**EXERCISE GOAL**
Find each line of the material below that contains the word "foot" and copy those lines out in full.

**DATASET RECORDS**
** Start **
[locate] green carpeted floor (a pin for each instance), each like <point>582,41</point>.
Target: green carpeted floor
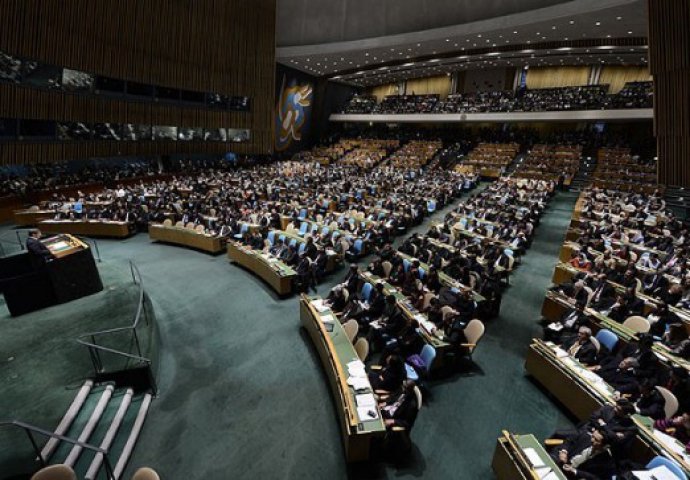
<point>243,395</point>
** End **
** Start **
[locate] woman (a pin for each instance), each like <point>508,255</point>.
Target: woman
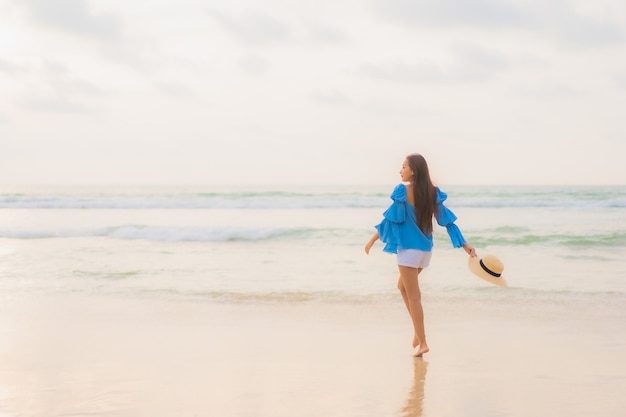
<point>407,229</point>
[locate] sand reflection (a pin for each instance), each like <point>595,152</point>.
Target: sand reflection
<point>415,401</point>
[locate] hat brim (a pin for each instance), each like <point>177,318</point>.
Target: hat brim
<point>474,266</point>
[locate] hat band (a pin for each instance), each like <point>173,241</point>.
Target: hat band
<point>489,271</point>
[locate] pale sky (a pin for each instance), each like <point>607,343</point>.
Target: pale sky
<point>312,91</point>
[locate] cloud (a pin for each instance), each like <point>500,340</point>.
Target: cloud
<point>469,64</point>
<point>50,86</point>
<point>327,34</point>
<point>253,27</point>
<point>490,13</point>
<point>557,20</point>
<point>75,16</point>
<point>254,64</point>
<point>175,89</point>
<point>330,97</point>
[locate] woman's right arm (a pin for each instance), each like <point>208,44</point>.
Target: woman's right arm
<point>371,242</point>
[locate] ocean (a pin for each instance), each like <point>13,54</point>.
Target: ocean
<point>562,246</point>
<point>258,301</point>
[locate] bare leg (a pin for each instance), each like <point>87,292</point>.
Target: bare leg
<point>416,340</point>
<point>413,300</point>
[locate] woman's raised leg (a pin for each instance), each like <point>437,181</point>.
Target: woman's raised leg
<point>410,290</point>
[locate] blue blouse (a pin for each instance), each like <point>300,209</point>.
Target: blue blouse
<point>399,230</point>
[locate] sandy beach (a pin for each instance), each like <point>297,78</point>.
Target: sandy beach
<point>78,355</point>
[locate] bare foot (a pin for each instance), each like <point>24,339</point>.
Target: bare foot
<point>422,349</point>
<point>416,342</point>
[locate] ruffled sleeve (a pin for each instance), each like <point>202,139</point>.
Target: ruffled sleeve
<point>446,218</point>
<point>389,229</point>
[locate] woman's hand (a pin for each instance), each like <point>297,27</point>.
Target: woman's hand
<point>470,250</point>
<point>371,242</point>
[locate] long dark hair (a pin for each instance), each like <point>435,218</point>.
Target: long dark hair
** End **
**WORKED SOLUTION**
[locate] bare foot (a pin for each instance), each like <point>24,339</point>.
Target: bare foot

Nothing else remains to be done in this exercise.